» Description of the task
If an entry holds a picture, drop the picture and restate the rest word for word.

» The input
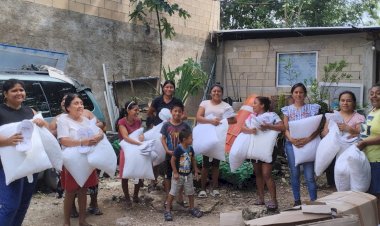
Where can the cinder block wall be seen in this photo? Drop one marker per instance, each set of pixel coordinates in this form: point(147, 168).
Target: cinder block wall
point(252, 63)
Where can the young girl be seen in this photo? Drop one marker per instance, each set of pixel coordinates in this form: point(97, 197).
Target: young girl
point(126, 125)
point(263, 170)
point(299, 110)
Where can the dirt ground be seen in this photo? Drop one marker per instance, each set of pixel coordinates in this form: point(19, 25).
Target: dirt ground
point(47, 210)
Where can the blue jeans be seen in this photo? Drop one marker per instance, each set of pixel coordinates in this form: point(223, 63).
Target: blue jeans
point(15, 199)
point(308, 171)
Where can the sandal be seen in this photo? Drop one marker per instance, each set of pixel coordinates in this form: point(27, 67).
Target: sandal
point(202, 194)
point(168, 216)
point(215, 193)
point(271, 205)
point(196, 212)
point(259, 203)
point(182, 203)
point(94, 211)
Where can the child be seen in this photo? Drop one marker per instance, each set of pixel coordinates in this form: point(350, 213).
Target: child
point(128, 123)
point(263, 170)
point(182, 163)
point(170, 140)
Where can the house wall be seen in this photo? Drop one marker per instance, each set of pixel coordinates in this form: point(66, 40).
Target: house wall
point(93, 32)
point(252, 63)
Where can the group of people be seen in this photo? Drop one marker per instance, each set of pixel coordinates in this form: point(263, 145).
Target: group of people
point(180, 164)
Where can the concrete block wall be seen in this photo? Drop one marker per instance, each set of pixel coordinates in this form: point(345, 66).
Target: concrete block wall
point(249, 66)
point(204, 13)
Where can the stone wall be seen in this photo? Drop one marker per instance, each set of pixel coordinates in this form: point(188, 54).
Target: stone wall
point(254, 60)
point(93, 32)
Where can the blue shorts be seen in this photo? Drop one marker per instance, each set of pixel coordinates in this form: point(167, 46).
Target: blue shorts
point(374, 188)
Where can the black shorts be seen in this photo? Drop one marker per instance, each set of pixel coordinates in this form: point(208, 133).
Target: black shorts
point(274, 157)
point(168, 169)
point(207, 164)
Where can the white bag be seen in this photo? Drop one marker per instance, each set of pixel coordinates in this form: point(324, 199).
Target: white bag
point(155, 134)
point(238, 152)
point(263, 144)
point(360, 170)
point(16, 164)
point(303, 128)
point(136, 165)
point(52, 148)
point(209, 140)
point(327, 149)
point(103, 157)
point(77, 165)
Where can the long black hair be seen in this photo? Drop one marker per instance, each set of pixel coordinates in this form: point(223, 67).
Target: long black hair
point(9, 84)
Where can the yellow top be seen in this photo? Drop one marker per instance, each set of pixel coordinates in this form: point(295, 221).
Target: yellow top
point(372, 129)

» Written answer
Where can the cinder block wall be seen in this photo? Drop one marker per instance, each set of pixel coordinates in this form: point(147, 168).
Target: cinder block wall
point(252, 63)
Where can the young girl be seen in this photo? Drop one marker per instance, each set of pixel coordinates in this form: point(97, 197).
Target: young girl
point(126, 125)
point(263, 170)
point(299, 110)
Where can the dirt ground be seen in this photo? Drop one marker per instance, each set of pixel coordinates in this form: point(19, 25).
Target: dirt ground
point(47, 210)
Where can the blue jeans be seen in this photo? Drop one marker per instance, each set of pixel coordinates in this form: point(223, 63).
Target: blue jeans
point(15, 199)
point(308, 171)
Where can the sandal be seen in this photo? Drop one marker per instance, each set of pixel coordinates in this form: point(27, 67).
Target: sandal
point(202, 194)
point(168, 216)
point(215, 193)
point(271, 205)
point(196, 212)
point(259, 203)
point(182, 203)
point(94, 211)
Where can the child be seen in this photo? Drop one marker per instance, each set of pixel coordinates in this form: point(350, 213).
Target: child
point(128, 123)
point(263, 170)
point(182, 163)
point(170, 140)
Where can the house wall be seen in this photo? Drop one marker per instance, each set of pixel coordinates in this form: point(66, 40).
Target: house wall
point(93, 32)
point(252, 63)
Where can the group of people be seen in this photo? Drop one marker per instance, each set of pixel coordinates in this form: point(263, 145).
Target: group of people
point(180, 164)
Where can the concrete block wall be seen in this photo? Drop one marker per instance, each set of pixel coordinates in this form: point(345, 66).
Target: concrete block wall
point(249, 66)
point(204, 13)
Where can the stone wall be seen in this photo? Drop one marker per instance, each set of pixel coordinates in this form: point(188, 54).
Target: stone wall
point(254, 60)
point(93, 32)
Where can the blue shorts be seen in this photo? Drop one marker per instance, each set of pixel coordinates in this form: point(167, 46).
Target: blue shorts
point(374, 188)
Where can the black shorts be seen in this photo? Drop one marker per instance, each set of pixel coordinates in this form: point(208, 133).
Target: black shorts
point(274, 157)
point(168, 169)
point(207, 164)
Where can the white bag be seen in this photo? Drop one marker per instance, each set of pixel coordinates in this form: point(324, 199).
Target: white bag
point(155, 134)
point(238, 152)
point(263, 144)
point(360, 170)
point(16, 164)
point(303, 128)
point(136, 165)
point(52, 148)
point(209, 140)
point(327, 149)
point(103, 157)
point(77, 165)
Where can the long black hair be seen in this photo? Drop one marker per instance, each set of pixel coordinates in this form: point(223, 67).
Target: long black hair
point(9, 84)
Where can the yellow top be seen in this photo? Drop one marker per instance, each set of pixel coordinates in this form: point(295, 221).
Target: yellow top
point(372, 129)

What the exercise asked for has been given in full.